Training for Good Health

healthy food  The Metroplex Association of Aquatic Professionals (MAAP) offers two continuing education trainings a year. Over the years, Meridan Zerner, MS, RD, CSSD, LD, a dietician with the Cooper Institute, has been the presenter twice. I like Ms. Zerner very much because her health and nutrition advice is easy to understand and follow. I pass the information that I got from her lectures on to my classes in my Tips for the Day.

The American College of Sports Medicine (ACSM) recommends that all adults get at least 150 minutes of moderate-intensity cardiorespiratory exercise a week for good health. You could exercise at a moderate intensity 30-60 minutes a day 5 days a week, or at a vigorous intensity 20-60 minutes a day 3 days a week. In addition they recommend that you do resistance exercises 2-3 days a week and flexibility exercises (stretches) 2-3 days a week.

Ms. Zerner said that the average 50-year-old woman who weighs the same as when she was 20, requires one fourth to one third fewer calories to maintain her weight. That’s why people tend to gain weight as they age. It’s a worthy goal to not gain any more weight. To prevent weight gain, ACSM says that you should get 150-250 minutes of moderate-intensity cardiorespiratory exercise a week. That’s an extra 100 minutes of exercise per week. There are health benefits to losing as little as 10% of your body weight. If your goal is weight loss, then you have to exercise more than 250 minutes a week. And once you lose the weight, you need to continue to get more than 250 minutes of moderate intensity cardiorespiratory exercise every week to prevent the weight from coming back. If that sounds daunting, it’s because it is!

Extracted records
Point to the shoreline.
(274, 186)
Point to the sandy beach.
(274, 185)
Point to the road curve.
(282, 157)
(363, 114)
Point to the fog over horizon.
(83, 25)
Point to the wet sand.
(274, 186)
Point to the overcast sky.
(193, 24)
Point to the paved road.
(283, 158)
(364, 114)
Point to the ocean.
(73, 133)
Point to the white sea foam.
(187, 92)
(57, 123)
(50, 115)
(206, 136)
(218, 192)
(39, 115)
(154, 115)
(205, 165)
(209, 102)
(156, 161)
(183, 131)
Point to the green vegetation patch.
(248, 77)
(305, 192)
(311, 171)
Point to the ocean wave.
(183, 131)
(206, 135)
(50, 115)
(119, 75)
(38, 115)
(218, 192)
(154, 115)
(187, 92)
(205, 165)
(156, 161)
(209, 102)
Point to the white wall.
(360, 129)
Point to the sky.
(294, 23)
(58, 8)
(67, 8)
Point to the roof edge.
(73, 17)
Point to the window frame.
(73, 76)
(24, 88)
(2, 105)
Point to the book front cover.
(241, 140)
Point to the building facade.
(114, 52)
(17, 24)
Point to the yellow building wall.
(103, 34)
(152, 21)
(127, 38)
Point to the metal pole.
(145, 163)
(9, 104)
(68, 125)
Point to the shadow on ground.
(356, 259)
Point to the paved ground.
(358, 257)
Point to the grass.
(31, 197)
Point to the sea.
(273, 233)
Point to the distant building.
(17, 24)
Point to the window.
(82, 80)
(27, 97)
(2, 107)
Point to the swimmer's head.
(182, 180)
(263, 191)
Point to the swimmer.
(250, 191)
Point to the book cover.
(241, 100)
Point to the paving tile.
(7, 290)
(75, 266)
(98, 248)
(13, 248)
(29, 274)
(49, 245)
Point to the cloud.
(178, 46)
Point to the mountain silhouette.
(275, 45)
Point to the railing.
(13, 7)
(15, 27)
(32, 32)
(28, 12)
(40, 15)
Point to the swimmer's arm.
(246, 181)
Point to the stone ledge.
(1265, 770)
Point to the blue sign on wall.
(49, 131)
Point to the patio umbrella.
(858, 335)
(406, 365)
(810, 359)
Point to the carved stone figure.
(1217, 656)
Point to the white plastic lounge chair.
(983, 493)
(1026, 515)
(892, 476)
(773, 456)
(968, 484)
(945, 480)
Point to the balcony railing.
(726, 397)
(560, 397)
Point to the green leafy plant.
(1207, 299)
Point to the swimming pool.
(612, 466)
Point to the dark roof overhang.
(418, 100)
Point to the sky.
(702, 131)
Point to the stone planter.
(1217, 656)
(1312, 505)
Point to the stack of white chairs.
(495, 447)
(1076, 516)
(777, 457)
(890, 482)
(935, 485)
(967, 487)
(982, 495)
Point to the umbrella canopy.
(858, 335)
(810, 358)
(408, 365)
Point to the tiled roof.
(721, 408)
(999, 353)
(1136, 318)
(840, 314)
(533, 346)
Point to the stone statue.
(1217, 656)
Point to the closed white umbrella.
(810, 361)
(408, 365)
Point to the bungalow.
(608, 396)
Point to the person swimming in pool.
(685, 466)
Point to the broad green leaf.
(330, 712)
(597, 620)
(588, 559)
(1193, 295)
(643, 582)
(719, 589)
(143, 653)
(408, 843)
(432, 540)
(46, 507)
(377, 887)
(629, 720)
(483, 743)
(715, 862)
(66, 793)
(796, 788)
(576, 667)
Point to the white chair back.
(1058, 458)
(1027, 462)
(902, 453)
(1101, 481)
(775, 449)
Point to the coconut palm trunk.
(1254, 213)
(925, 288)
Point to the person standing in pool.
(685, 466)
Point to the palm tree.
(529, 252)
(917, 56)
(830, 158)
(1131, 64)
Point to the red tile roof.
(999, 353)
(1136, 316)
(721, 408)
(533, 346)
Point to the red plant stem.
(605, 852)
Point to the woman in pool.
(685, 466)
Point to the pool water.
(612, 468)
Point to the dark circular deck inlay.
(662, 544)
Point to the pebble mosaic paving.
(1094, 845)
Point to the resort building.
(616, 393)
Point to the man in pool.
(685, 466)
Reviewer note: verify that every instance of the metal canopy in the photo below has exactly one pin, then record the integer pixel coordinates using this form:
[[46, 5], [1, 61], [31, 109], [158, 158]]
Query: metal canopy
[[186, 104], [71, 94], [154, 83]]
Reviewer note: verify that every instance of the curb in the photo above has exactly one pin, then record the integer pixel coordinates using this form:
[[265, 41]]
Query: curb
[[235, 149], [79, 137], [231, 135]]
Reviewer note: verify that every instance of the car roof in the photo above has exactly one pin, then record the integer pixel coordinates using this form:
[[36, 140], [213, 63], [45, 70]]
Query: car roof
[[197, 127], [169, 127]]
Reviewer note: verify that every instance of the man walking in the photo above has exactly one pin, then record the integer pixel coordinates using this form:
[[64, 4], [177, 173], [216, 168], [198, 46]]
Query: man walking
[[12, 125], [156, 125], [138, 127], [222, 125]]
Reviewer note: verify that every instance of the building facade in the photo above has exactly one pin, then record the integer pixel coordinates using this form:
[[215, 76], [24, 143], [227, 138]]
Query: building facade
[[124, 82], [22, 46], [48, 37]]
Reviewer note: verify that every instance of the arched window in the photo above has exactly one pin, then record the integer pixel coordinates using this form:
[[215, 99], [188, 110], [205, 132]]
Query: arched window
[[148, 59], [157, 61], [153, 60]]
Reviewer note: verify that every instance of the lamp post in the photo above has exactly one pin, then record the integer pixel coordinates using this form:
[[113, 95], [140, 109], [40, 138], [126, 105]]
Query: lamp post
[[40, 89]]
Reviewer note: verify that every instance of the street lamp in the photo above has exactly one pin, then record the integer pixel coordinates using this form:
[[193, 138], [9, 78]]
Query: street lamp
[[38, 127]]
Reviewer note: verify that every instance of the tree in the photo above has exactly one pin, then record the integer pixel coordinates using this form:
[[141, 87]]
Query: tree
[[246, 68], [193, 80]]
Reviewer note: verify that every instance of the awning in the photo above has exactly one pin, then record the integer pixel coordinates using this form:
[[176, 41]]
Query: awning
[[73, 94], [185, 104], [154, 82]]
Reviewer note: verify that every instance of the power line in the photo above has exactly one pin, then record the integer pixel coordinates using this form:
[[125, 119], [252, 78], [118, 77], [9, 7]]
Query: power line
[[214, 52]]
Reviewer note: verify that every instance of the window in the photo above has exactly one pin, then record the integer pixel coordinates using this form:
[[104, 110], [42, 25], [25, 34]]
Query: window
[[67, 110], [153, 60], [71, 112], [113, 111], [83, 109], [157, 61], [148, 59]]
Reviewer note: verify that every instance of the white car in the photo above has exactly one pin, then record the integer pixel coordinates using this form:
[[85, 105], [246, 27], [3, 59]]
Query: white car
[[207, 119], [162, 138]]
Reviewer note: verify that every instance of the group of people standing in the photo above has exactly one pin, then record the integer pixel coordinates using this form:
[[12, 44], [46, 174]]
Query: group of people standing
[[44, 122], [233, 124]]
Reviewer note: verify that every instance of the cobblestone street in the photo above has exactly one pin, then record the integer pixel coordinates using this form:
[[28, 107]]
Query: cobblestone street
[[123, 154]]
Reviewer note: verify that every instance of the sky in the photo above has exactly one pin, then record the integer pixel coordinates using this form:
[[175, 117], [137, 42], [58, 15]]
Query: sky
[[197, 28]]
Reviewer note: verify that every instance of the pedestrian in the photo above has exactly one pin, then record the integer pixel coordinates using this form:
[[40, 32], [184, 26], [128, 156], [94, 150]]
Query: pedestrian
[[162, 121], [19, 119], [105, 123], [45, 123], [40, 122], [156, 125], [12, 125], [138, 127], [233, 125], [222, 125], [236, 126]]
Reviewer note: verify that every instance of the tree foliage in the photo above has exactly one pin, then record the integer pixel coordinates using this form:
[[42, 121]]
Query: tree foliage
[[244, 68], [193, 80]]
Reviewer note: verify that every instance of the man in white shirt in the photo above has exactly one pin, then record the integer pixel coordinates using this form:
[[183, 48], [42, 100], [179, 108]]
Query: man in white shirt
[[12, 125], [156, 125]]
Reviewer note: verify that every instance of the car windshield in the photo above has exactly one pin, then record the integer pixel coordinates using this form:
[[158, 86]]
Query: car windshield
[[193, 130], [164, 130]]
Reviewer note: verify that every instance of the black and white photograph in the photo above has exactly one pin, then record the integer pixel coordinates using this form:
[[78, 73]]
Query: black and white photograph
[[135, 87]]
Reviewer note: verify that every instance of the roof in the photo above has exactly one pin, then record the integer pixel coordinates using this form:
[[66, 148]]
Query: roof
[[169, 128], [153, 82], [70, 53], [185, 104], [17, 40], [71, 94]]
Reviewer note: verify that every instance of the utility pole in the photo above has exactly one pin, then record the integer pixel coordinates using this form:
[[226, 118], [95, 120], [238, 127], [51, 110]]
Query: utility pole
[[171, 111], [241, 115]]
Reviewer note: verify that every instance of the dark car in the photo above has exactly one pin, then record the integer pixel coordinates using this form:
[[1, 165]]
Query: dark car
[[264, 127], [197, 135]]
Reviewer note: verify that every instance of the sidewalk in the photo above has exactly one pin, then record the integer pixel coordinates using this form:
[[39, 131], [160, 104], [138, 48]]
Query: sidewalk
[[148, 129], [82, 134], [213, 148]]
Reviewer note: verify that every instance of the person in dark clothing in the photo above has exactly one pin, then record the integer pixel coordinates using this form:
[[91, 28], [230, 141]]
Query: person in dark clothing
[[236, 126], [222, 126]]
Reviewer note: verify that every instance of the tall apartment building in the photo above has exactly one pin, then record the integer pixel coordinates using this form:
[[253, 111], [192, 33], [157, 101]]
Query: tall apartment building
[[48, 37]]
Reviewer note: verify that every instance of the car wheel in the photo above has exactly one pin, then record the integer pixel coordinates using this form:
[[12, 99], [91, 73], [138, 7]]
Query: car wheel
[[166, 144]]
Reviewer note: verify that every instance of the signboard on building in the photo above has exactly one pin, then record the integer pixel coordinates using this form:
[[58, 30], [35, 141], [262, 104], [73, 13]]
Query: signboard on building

* To do:
#1 According to the article on training for good health, how many minutes of moderate-intensity cardiorespiratory exercise per week does ACSM say will prevent weight gain?
#2 Carry on the article on training for good health from its final sentence.

* Task results:
#1 150-250 minutes a week.

#2
Ms. Zerner says that a better plan than exercise alone is to combine diet and exercise. If you just diet, 25% of the weight you lose will be lean muscle. If you diet and do cardiorespiratory exercise, less of the weight lost will be lean muscle. Add in some resistance exercise and you will not lose – and you may even gain – muscle mass. A good way to combine cardiorespiratory and resistance exercise is to work out in the pool, performing the exercises with power in order to take advantage of the water’s resistance.

Recent research shows that weight loss is not easy, as if we didn’t know that already. A deficit of 3500 calories does not equal a pound lost as was commonly thought. But it’s still fewer calories in than calories out. So eat less. Every meal. Drink water. Cook because then you control what goes in your food. And get exercise every day.

See you in the pool!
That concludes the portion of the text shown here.